**WRITTEN INSTRUCTION:** Write out the records beneath this line exactly as they appear, minus any images.

**DATA PROVIDED:**
+ + + +

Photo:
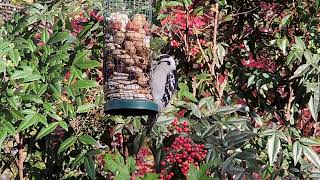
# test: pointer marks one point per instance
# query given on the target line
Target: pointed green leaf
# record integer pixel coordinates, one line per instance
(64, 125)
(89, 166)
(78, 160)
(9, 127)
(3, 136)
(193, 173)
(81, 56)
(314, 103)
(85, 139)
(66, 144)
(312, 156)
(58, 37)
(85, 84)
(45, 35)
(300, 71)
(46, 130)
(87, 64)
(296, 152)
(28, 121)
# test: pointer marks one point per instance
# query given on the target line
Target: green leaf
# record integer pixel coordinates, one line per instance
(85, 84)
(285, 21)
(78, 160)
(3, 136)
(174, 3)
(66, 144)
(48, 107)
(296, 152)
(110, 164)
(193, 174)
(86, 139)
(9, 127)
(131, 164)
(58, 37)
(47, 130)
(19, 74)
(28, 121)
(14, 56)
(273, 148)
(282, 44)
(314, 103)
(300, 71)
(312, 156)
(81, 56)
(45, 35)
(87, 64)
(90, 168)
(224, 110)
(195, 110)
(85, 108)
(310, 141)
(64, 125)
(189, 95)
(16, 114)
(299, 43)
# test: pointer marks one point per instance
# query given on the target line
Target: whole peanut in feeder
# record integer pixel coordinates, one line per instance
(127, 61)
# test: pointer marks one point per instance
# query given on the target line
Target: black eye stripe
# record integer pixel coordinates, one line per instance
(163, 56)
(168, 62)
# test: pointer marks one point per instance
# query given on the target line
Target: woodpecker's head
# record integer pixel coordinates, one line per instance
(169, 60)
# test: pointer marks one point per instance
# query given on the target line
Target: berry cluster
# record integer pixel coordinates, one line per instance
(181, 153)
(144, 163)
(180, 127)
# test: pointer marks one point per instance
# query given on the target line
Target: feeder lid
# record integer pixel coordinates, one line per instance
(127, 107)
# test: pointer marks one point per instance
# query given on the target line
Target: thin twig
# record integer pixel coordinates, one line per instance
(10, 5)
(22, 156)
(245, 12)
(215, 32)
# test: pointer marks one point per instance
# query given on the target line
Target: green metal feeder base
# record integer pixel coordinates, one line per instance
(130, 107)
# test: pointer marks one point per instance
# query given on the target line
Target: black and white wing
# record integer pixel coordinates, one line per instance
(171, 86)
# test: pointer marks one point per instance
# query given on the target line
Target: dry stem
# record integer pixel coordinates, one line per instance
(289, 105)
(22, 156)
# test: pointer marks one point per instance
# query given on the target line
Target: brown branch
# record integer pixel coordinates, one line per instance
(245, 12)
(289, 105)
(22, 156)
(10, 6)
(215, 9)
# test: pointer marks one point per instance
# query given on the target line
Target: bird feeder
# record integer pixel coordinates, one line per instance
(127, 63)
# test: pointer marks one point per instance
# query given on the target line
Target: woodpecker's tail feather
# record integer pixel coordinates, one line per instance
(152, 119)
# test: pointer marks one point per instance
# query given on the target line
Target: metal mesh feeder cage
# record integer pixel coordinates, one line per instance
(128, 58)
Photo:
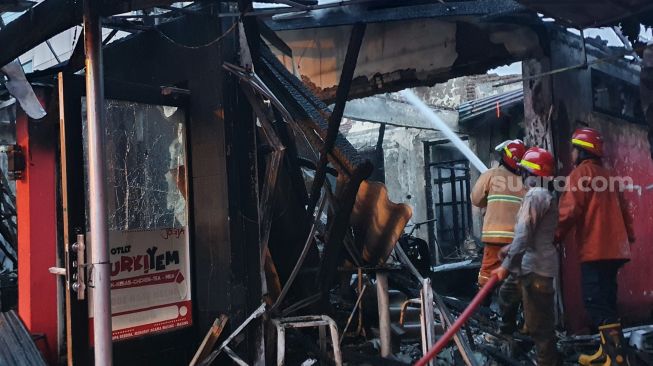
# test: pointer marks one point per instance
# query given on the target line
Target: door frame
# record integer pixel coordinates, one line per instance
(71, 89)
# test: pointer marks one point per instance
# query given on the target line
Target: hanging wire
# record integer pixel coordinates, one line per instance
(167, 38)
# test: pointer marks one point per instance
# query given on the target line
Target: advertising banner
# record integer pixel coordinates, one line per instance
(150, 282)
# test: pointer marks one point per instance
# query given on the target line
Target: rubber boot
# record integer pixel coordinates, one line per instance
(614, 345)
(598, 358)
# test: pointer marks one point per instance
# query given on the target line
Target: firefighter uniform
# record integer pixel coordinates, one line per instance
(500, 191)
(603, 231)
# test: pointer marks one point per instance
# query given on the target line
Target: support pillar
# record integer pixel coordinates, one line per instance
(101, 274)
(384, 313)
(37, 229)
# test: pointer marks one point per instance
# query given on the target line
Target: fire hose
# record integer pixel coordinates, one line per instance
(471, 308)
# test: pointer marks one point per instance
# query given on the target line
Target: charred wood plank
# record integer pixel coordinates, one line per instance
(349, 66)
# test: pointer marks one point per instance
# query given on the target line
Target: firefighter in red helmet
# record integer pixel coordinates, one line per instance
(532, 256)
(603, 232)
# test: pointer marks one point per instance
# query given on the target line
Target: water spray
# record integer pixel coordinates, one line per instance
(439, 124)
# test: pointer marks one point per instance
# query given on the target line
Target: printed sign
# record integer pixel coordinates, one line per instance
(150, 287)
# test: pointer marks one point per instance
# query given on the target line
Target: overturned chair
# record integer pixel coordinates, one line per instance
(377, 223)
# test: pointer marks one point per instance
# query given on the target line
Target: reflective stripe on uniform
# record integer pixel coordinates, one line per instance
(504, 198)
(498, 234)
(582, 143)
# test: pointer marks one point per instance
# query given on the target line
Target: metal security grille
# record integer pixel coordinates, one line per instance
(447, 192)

+ + + +

**FULL RESPONSE:**
Photo:
# test: pointer marks one point per instance
# query given on the target line
Target: pointed green leaf
# record integer pixel coordinates, one line per instance
(64, 125)
(89, 166)
(78, 160)
(9, 127)
(3, 136)
(193, 173)
(81, 56)
(314, 103)
(85, 139)
(66, 144)
(312, 156)
(58, 37)
(85, 84)
(45, 35)
(300, 71)
(46, 130)
(87, 64)
(296, 152)
(28, 121)
# test: pointer marks one point per instance
# query given on the target line
Target: green leaf
# record integer pixel coordinates, one line per instance
(85, 84)
(285, 21)
(78, 160)
(3, 136)
(174, 3)
(66, 144)
(48, 107)
(296, 152)
(110, 164)
(193, 174)
(86, 139)
(9, 127)
(131, 164)
(58, 37)
(47, 130)
(19, 74)
(28, 121)
(14, 56)
(273, 148)
(282, 44)
(314, 103)
(300, 71)
(312, 156)
(81, 56)
(45, 35)
(87, 64)
(90, 168)
(224, 110)
(195, 110)
(85, 108)
(310, 141)
(64, 125)
(189, 95)
(16, 114)
(299, 43)
# test: pointer marks one point per instance
# query given on the target line
Target: whole peanut in feeder
# record integer pixel coordinates, one line per instance
(127, 61)
# test: pointer marks one point per instance
# query given on the target line
Target: black eye stripe
# record integer pixel coordinates, one line per instance
(163, 56)
(168, 62)
# test: pointer marks one point per instance
# query given on the target line
Target: woodpecker's head
# record integer pixel coordinates, one line per instance
(169, 60)
# test: pointer marks one point per instance
# query given on the target line
Target: berry cluster
# record integer pixel coordinates, one line per instance
(181, 153)
(144, 163)
(180, 127)
# test: pointer marks one point per instance
# query given on the target line
Target: feeder lid
# record integer pixel coordinates, one line per instance
(127, 107)
# test: pointer marks one point per instance
# query given on the target line
Target: thin twig
# record integer pixel coordinates, one line per instance
(10, 5)
(22, 156)
(245, 12)
(215, 32)
# test: pointer marks one point per instance
# query given on the target line
Target: green metal feeder base
# record integer pixel coordinates, one line per instance
(130, 107)
# test: pointer marks one point per instance
# query given on the target line
Target: black and white wing
# record integer pixel coordinates, one line per instance
(171, 86)
# test: pointer marks one point per instance
# query given on the target line
Target: dry stem
# record integer pixel coordinates, one line per instance
(289, 105)
(22, 156)
# test: pointer marks one point per instance
# query given on the target line
Target: brown branch
# record integer pixel coordinates, one line per instance
(245, 12)
(289, 105)
(22, 156)
(10, 6)
(215, 9)
# test: pointer marks one point per instance
# query given on the target line
Target: bird feeder
# record integer pixel coordinates, one line per instance
(127, 63)
# test: pointer marks one point per instance
# query given on the target line
Target: woodpecker's tail feather
# record integer pixel coordinates, one line per instance
(152, 119)
# test: pointer marks one point per instance
# query given on the target line
Target: metal mesh feeder cage
# record integer pixel coordinates, one line per instance
(128, 58)
Photo:
# test: pointer marks one point per instance
# query given on the target line
Target: door frame
# record integer pixel coordinates, one line per instance
(71, 89)
# test: pointer marks one point per instance
# query given on the target line
Target: hanging wire
# record integer pixel coordinates, one line per instance
(167, 38)
# test: pointer marks one point per instance
# query given on the target line
Target: advertising banner
# record integer pixel coordinates, one line per instance
(150, 282)
# test: pointer marks one point per instance
# query given on the target line
Target: rubber boot
# record integer pixel coordinates, one line per instance
(614, 345)
(598, 358)
# test: pointer marks one point per instance
# query given on the target line
Target: firefighter uniform
# record integer pixel coordinates, one line per instance
(500, 191)
(603, 231)
# test: pointer marks one point per instance
# query given on the target line
Target: support pillar
# record integer pixel coordinates, one line per instance
(101, 274)
(384, 313)
(37, 229)
# test: pointer marks one point per instance
# query given on the target line
Target: fire hose
# record integer pixel coordinates, one line per instance
(471, 308)
# test: pointer marks one point per instance
# query given on the target line
Target: charred wood plank
# record integer pixel coordinates, one line per instance
(349, 66)
# test: pointer marks one point per instance
# query given on the target line
Target: firefighter in red helmet
# record integer pixel coordinates, one line per instance
(532, 256)
(603, 232)
# test: pointer marks one point per instance
# query given on the target line
Target: water spray
# record integer pixel coordinates, one line per instance
(439, 124)
# test: pointer marks one point per instance
# query given on the target line
Target: printed sign
# record integer pixel coordinates, one line per instance
(150, 287)
# test: pointer marks one point per instance
# query given on the target line
Target: overturned chair
# record integer pixel coordinates, one line per instance
(377, 223)
# test: pointer marks one point per instance
# query given on the target line
Target: reflective stripe on uniform
# record integer pixel coordinates, one line per instance
(504, 198)
(498, 234)
(582, 143)
# test: pointer marks one point per instance
# query given on the target line
Target: metal security grille
# record integer pixel coordinates, one line per instance
(447, 192)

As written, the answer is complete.